*OBJECTIVE*:
Please extend the passage on the study's socioeconomic variables, writing the section that follows its final heading on gender and fertility norms.

[Begin TEXT EXTRACT]

Individual-level socioeconomic characteristics included a respondent’s household wealth index score, the woman’s educational attainment, and the woman’s current employment status. Community-level variables measuring socioeconomic characteristics included the proportion of households in the community living in the poorest wealth index, the proportion of women in the community who attained a secondary education or higher, and the proportion of women in the community who were currently employed. Deviance variables measuring socioeconomic characteristics included each respondent’s deviation from each of the community-level socioeconomic characteristics. Women who lived in the poorest wealth index, attained secondary education or higher, or were employed when less than 50% of the women in their communities had these characteristics were all considered to be above their community’s average on these characteristics. Women who did not have these characteristics when at least 50% of the women in the community did have these characteristics were all considered to be below the community’s average on these characteristics.

Gender and fertility norms and behaviors.

[End TEXT EXTRACT]
[Begin GIVEN RECORDS]

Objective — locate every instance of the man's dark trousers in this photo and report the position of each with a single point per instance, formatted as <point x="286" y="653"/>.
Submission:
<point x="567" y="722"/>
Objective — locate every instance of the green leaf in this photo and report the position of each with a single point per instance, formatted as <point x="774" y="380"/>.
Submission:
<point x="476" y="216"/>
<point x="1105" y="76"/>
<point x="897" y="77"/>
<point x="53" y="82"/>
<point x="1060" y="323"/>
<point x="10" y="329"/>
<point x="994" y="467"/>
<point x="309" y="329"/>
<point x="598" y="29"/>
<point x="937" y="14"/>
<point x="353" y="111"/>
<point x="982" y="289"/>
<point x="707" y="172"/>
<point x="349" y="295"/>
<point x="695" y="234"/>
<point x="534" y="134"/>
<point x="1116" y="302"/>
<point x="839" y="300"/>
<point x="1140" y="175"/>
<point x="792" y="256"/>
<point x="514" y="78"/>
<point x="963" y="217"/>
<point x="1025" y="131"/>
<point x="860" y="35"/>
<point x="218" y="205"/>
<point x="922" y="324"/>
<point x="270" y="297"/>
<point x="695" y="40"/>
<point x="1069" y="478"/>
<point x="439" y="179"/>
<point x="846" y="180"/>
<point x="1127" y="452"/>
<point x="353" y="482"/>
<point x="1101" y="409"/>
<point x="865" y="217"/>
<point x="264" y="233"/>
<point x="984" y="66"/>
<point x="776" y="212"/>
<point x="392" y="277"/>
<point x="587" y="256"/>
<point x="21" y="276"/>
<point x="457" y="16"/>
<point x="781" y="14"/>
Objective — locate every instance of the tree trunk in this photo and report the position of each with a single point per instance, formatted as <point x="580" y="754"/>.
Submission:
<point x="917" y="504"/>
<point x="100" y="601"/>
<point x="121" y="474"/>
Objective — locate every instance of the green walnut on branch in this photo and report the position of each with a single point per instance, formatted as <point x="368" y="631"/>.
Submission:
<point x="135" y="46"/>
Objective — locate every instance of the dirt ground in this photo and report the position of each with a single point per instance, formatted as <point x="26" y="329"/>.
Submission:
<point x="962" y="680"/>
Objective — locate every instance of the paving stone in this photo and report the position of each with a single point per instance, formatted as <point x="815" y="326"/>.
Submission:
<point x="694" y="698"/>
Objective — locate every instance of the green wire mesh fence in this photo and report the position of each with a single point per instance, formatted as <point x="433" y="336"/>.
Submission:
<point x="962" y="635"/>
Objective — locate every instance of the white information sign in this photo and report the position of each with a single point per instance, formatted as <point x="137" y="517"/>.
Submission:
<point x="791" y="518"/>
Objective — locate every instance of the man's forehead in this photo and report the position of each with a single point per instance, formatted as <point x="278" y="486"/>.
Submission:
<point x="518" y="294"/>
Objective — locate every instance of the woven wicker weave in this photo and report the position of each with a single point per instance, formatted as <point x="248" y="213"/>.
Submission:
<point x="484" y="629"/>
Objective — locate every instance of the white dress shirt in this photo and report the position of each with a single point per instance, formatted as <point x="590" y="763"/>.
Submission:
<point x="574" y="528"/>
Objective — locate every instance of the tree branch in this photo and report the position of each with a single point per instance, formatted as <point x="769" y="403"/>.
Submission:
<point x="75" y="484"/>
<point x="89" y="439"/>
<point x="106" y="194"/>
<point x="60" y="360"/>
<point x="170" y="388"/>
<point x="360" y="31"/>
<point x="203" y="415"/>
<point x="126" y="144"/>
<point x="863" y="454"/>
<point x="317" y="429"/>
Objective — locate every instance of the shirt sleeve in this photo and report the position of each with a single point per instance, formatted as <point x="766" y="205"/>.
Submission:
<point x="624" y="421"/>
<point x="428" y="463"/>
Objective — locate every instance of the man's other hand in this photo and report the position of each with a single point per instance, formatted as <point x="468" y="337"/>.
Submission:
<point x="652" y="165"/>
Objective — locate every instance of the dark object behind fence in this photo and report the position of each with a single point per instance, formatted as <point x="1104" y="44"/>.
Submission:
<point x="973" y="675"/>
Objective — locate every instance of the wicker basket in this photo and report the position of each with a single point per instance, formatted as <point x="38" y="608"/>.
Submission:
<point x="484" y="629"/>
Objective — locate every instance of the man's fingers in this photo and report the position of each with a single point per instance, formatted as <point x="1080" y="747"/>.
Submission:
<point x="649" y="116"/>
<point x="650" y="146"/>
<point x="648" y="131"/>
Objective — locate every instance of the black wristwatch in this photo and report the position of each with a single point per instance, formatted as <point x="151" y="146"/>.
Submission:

[End GIVEN RECORDS]

*ANSWER TO THIS TASK*:
Attitudes towards gender and fertility are important in determining a woman’s motivation and desire to use modern contraceptives and agency in accessing care [28, 29]. Previous research demonstrates the importance of parity, age at marriage, and fertility preferences on modern contraceptive use [11, 2729]; therefore, these variables represent the gender and fertility norms and behaviors. At an individual-level, variables for gender and fertility norms and behaviors measured age at marriage, parity, and the respondent’s ideal number of children. Community-level gender and fertility norm variables included the community’s mean age at marriage, mean parity, and mean ideal number of children. Deviance variables all considered whether or not an individual woman was at least one standard deviation above or below her community’s mean on these characteristics.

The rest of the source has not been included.